>> Start Available records

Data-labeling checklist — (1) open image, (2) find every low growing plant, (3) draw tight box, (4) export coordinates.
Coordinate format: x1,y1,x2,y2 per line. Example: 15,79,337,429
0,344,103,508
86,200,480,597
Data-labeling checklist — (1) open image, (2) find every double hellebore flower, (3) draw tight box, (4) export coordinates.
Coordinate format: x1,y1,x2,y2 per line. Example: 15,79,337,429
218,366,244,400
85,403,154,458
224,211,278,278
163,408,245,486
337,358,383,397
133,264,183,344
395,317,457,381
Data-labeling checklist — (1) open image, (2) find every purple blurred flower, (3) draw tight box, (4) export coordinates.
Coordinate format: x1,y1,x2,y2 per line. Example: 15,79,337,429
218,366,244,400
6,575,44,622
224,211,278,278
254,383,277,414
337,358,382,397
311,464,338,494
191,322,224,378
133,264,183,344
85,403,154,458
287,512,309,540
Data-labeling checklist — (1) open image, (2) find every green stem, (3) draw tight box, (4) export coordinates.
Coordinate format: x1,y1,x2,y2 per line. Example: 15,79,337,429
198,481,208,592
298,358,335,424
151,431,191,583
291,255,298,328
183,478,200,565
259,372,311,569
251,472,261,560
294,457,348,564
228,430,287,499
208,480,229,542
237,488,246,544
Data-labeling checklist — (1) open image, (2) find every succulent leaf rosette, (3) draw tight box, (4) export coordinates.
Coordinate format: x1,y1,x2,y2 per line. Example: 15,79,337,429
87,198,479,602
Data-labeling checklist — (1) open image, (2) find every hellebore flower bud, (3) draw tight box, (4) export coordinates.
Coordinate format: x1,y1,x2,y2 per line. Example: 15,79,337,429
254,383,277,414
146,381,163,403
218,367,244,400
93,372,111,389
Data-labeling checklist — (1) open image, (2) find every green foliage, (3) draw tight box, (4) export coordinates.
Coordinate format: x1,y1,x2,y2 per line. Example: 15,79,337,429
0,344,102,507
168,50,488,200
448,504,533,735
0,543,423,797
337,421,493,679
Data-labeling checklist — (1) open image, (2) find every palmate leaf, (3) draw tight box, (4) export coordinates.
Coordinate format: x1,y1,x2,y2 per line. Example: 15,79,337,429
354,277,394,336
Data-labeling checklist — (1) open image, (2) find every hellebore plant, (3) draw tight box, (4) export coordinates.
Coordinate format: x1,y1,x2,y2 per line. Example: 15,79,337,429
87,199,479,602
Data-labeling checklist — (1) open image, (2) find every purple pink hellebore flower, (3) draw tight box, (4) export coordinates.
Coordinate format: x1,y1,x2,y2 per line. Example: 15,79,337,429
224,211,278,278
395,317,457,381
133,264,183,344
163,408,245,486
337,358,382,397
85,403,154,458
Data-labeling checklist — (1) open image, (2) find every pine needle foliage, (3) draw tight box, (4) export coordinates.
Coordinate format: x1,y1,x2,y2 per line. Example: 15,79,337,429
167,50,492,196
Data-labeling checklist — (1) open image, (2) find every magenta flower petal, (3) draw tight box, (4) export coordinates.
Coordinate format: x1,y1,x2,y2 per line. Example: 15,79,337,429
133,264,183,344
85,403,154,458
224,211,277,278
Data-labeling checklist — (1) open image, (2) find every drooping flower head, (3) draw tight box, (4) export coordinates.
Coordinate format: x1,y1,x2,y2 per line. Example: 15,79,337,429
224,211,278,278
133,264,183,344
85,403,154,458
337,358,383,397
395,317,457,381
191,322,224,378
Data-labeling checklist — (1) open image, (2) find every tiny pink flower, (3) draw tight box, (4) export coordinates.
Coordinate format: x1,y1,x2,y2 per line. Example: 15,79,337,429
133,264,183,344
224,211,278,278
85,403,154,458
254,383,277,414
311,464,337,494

>> End Available records

Problem statement:
Turn everything in the material above, from the line containing "bud, (3) draw tight box, (4) export coordinates." down to the line containing "93,372,111,389", into a JSON list of strings with one string per line and no blank lines.

Solution:
[
  "Data-labeling checklist — (1) open image, (2) find every hellebore flower bud, (3) draw tight box, (4) export coordinates.",
  "Coordinate format: x1,y1,x2,y2 per line. Example: 15,79,337,429",
  "254,383,277,414",
  "146,381,163,403",
  "218,367,244,400",
  "93,372,111,389"
]